Given text:
We’ve been a bit on a jewelry kick lately, but can you blame us? They are often the finishing touch to an outfit and have the power to take a look from blah to brilliant! We were inspired by the incredible jewelry designs of Ranjana Khan, and these earrings in particular. She uses so many materials and the finished product is so lush and extravagant. I couldn’t wait to get my hands on some supplies and play with all the elements! That is how these DIY Mixed Media Earrings were born. It was fun to see how some basic craft supplies could translate into such an elevated look. No one ever said handmade things need to look handmade! So save yourself some money and have some fun with designing your own earrings! People will be stopping you in the street to ask where you got them!
If you’re a crafter you probably have many of these supplies already… and really you can use whatever mix and arrangements of beads, threads, and other craft supplies in whatever colors that you would like 🙂
- polymer clay
- cookie cutters, clay cutters, or bottle lids
- rolling pin
- baking sheet
- aluminum foil
- embroidery thread
- sewing thread
- small, sharp scissors
- parachute cord (made of synthetic material)
- pom poms (7mm)
- seed beads
- beads (7mm)
- slightly larger beads (9mm)
- faceted beads (9mm)
- jump rings (8mm)

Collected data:
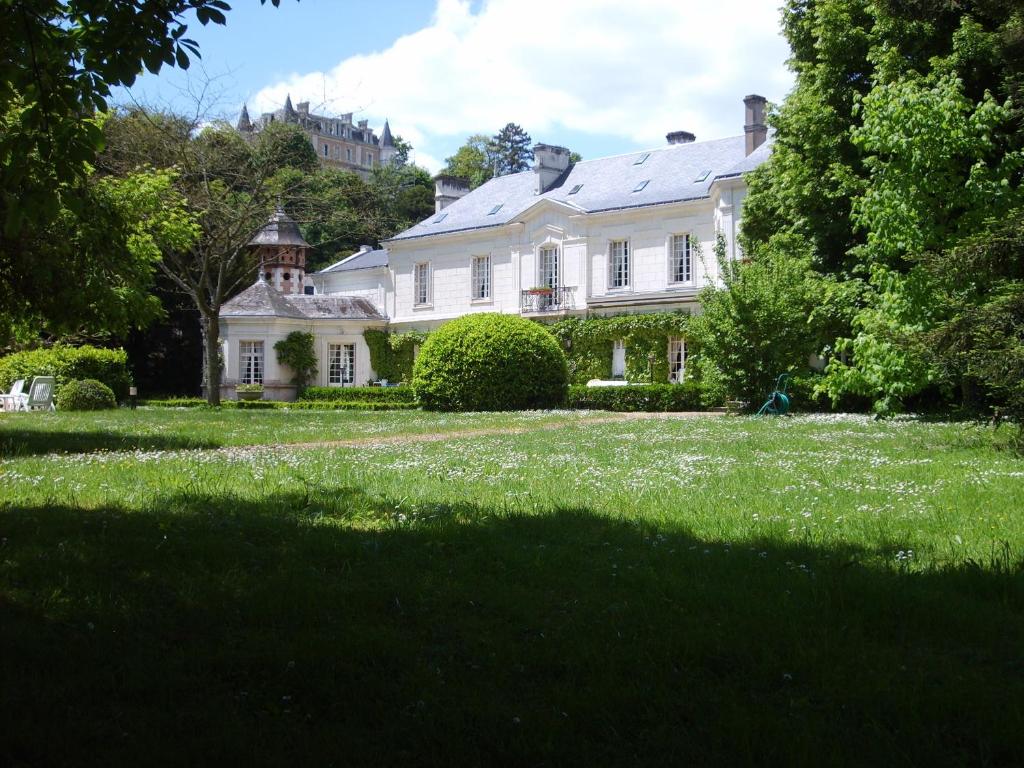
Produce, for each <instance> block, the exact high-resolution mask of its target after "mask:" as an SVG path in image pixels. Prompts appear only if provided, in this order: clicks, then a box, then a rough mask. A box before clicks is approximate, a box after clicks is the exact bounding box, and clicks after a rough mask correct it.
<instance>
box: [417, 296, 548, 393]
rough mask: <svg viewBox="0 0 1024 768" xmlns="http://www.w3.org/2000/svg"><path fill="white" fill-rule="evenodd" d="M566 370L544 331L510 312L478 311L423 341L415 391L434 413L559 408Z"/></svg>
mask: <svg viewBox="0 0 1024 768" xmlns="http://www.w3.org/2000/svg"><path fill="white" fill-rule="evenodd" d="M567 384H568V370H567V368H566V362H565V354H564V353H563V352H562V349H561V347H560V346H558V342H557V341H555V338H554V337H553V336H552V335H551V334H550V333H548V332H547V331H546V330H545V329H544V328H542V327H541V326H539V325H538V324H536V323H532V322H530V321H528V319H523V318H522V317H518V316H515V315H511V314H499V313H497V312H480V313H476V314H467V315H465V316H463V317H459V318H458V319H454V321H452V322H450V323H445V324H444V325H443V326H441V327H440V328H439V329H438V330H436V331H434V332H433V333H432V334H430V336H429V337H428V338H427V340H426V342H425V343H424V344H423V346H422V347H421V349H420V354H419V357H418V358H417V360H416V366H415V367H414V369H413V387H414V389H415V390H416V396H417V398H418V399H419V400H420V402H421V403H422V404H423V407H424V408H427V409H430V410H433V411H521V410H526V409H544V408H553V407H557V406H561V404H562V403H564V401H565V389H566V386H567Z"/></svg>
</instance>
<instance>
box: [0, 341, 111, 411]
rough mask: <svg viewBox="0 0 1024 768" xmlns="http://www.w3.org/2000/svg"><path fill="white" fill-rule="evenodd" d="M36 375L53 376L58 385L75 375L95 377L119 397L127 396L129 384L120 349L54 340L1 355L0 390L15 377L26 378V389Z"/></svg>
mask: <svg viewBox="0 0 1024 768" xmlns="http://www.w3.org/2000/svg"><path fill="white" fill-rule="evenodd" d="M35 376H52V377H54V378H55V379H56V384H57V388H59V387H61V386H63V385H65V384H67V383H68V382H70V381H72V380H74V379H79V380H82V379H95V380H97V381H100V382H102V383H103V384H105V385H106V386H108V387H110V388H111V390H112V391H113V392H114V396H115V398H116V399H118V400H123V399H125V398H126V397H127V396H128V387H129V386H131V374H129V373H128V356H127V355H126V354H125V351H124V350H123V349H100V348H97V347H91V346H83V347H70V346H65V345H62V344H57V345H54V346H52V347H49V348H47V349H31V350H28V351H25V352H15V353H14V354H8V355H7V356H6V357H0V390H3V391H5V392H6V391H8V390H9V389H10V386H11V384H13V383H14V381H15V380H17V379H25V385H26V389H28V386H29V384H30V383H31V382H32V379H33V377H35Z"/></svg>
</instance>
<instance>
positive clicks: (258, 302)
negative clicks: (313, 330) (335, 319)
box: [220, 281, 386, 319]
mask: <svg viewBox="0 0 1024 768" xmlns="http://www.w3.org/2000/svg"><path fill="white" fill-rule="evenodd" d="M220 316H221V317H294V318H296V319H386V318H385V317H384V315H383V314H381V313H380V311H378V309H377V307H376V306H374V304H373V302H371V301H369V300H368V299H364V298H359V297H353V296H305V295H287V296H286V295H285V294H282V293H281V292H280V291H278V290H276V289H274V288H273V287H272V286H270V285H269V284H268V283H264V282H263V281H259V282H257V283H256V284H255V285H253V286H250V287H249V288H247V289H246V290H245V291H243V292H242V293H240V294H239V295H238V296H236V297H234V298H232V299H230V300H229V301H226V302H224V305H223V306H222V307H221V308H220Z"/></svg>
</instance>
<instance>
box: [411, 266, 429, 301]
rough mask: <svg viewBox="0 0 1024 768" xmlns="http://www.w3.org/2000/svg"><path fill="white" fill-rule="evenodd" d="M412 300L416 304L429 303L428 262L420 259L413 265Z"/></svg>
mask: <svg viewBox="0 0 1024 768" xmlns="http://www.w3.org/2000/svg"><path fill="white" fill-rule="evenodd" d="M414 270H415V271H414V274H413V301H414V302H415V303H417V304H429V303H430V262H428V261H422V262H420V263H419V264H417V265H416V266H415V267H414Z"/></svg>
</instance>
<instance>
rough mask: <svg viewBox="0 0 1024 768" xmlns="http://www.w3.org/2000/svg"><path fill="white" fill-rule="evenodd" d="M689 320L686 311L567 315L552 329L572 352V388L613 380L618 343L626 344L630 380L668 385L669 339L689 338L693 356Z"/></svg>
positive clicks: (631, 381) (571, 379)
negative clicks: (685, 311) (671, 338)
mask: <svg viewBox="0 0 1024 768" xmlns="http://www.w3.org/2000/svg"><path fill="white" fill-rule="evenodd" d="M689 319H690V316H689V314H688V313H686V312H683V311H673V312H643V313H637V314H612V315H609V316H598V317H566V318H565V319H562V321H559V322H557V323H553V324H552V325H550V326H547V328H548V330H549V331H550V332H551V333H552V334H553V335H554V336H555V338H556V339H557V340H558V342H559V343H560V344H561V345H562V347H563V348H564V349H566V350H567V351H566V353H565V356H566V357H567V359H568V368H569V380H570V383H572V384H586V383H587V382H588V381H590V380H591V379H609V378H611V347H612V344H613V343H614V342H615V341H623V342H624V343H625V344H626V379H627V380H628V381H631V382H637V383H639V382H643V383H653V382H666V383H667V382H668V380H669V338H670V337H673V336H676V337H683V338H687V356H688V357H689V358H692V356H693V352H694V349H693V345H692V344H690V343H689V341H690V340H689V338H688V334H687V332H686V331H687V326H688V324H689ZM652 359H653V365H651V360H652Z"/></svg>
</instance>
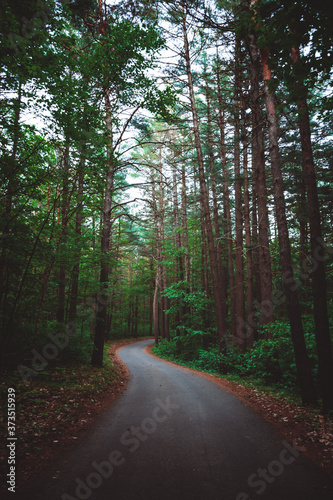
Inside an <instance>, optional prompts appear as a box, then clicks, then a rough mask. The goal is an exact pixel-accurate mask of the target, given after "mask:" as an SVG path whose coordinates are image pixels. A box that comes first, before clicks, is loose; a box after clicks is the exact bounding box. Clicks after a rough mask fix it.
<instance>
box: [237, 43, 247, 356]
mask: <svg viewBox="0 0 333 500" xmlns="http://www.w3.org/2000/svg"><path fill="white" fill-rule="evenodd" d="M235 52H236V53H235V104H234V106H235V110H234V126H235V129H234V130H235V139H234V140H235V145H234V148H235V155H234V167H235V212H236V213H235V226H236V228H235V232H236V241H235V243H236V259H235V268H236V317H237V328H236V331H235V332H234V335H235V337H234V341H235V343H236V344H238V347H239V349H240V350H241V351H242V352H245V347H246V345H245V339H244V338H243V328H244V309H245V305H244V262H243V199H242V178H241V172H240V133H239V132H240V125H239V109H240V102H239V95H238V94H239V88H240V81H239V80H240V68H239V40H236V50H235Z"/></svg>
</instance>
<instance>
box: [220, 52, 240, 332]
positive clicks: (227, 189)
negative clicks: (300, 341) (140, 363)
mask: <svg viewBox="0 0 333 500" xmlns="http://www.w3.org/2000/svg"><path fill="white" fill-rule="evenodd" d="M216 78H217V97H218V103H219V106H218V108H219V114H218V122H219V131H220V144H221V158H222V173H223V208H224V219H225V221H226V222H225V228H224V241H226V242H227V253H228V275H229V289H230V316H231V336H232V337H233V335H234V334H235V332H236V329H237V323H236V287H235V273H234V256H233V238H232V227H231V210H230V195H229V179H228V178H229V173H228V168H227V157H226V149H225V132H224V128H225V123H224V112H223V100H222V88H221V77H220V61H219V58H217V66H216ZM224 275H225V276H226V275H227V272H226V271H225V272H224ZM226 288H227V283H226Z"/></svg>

To do:
**1.** Reproduce the passage of the DIY earrings text between "We’ve been a" and "you got them!", inclusive.
**2.** Write the next part of the DIY earrings text, picking up after its final line.

Results for the exercise:
**1.**
We’ve been a bit on a jewelry kick lately, but can you blame us? They are often the finishing touch to an outfit and have the power to take a look from blah to brilliant! We were inspired by the incredible jewelry designs of Ranjana Khan, and these earrings in particular. She uses so many materials and the finished product is so lush and extravagant. I couldn’t wait to get my hands on some supplies and play with all the elements! That is how these DIY Mixed Media Earrings were born. It was fun to see how some basic craft supplies could translate into such an elevated look. No one ever said handmade things need to look handmade! So save yourself some money and have some fun with designing your own earrings! People will be stopping you in the street to ask where you got them!

**2.**
- earring post hardware + backs
- glue gun
- E6000 Quick Hold glue (http://eclecticproducts.com/
- Soften polymer clay (there are several ways suggested here: http://www.wikihow.com/
Soften-Polymer-Clay) and use the rolling pin to roll the clay out to 1/4″ thickness. Use cutters or bottle lids (lids from cosmetics or medications are usually in the right size range) to cut a larger circle (ours was 1 7/8″). Use a smaller cutter or lid to punch a smaller circle (ours was 1 1/8″) out of the larger circle to create a donut shape. Make two of these. Roll some of the clay to about 1/8″ thickness and cut two 3/4″ circles. Use the earring posts to poke a hole about .5 cm in from the edge of the 3/4″ circles. You’ll want to wiggle the post around to make the holes large enough to fit the jump ring through later. Make a similar hole in each of the polymer clay donuts. Line a baking sheet with aluminum foil, place the polymer clay pieces on the sheet, and bake according to the instructions on your clay package.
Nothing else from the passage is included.